Goal
Find every line in the material below that contains the string "stem", and copy each of those lines.

======== Data for this exercise

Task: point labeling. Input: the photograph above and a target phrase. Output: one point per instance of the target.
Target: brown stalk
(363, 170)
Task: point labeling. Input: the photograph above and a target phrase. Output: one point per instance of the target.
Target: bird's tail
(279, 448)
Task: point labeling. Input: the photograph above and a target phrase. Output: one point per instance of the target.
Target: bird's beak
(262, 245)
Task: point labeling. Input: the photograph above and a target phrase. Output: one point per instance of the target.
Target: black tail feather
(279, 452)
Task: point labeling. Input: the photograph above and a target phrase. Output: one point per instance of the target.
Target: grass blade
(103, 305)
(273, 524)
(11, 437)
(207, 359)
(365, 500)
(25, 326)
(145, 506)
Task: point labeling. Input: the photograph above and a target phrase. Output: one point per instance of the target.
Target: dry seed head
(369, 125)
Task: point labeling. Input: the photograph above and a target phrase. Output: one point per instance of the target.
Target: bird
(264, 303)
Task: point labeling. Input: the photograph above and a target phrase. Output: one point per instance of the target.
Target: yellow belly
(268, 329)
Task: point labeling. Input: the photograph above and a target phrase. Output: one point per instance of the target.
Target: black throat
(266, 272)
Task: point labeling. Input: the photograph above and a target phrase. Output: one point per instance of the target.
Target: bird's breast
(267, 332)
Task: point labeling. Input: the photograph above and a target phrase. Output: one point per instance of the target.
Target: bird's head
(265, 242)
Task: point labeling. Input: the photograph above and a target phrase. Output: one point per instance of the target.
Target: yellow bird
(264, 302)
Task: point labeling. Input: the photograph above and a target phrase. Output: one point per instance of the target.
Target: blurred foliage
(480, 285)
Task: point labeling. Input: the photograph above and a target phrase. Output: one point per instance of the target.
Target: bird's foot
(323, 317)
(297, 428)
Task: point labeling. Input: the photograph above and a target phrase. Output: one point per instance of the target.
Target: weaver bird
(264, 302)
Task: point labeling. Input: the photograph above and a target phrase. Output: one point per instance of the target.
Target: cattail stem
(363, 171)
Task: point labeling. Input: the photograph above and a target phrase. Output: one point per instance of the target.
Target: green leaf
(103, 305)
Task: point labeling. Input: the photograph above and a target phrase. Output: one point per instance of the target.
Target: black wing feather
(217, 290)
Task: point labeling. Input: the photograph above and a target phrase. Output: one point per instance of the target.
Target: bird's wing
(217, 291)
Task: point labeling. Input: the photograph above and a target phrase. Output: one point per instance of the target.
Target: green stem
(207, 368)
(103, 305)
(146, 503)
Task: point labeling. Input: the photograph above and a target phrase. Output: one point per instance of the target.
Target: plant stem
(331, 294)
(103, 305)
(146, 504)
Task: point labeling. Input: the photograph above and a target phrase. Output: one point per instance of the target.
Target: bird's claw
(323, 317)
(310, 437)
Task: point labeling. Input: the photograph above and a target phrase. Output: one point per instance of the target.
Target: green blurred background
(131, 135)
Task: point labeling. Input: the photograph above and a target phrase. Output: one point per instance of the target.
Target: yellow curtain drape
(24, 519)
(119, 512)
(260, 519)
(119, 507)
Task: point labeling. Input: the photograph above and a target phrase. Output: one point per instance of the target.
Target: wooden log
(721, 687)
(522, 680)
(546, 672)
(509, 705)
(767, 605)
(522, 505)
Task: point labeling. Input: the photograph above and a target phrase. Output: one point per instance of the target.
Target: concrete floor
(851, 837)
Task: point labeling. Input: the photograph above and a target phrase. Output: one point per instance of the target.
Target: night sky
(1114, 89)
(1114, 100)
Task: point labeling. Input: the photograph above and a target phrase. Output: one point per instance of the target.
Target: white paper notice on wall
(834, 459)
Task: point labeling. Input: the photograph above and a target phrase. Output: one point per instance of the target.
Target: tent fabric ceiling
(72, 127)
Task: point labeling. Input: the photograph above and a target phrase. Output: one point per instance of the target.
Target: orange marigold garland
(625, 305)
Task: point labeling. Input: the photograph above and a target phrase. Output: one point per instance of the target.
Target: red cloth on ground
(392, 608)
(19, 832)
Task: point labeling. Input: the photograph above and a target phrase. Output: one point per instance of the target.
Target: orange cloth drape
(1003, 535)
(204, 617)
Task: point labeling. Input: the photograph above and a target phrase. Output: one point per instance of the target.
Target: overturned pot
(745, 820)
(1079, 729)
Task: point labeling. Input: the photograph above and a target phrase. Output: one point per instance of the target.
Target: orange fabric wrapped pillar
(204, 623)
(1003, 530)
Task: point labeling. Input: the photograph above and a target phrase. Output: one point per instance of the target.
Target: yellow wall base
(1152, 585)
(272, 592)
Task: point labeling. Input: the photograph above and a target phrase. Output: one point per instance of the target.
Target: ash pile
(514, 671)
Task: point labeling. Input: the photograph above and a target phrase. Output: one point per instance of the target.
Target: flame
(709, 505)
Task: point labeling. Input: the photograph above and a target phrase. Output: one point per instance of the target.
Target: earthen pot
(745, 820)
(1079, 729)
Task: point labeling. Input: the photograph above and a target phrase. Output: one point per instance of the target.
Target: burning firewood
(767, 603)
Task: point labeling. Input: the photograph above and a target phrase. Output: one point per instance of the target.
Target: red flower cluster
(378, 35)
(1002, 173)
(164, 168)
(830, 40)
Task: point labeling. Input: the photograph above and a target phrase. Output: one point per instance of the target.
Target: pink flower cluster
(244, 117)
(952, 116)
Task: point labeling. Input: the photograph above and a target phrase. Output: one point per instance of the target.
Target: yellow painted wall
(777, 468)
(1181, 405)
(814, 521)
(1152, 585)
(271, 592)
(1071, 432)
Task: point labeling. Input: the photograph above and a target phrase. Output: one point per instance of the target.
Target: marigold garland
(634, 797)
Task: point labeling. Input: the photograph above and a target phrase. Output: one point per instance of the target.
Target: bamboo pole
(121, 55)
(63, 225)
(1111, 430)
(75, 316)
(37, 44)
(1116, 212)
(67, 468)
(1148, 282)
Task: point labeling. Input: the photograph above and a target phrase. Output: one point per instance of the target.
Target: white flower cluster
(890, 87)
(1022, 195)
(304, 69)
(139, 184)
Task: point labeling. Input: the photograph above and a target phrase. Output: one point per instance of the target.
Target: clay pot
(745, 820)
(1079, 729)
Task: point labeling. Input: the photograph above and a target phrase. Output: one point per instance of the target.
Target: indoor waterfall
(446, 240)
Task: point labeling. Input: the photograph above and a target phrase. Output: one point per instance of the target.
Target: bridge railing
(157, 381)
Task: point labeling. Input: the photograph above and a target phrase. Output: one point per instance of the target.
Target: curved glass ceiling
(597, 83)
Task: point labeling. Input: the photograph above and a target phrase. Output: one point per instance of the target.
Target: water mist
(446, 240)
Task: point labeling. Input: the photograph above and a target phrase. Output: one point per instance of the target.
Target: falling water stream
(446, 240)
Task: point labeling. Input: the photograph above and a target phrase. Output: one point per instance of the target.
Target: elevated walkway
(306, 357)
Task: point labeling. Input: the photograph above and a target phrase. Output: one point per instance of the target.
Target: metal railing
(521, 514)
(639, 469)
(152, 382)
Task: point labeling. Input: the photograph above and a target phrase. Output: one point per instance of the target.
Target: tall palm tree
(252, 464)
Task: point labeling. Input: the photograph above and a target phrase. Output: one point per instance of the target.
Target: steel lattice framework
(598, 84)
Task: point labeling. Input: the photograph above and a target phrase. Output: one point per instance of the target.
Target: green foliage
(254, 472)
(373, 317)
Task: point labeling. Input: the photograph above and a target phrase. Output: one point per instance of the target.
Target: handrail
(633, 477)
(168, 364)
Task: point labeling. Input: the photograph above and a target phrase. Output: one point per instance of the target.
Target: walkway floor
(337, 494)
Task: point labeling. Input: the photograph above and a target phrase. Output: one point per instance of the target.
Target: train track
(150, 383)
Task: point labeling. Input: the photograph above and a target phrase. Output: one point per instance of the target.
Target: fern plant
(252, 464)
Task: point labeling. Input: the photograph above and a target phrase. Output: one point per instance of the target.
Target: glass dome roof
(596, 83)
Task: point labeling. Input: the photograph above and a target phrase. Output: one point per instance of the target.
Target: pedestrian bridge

================

Task response
Target: cattail stem
Target: green stem
Target: plant stem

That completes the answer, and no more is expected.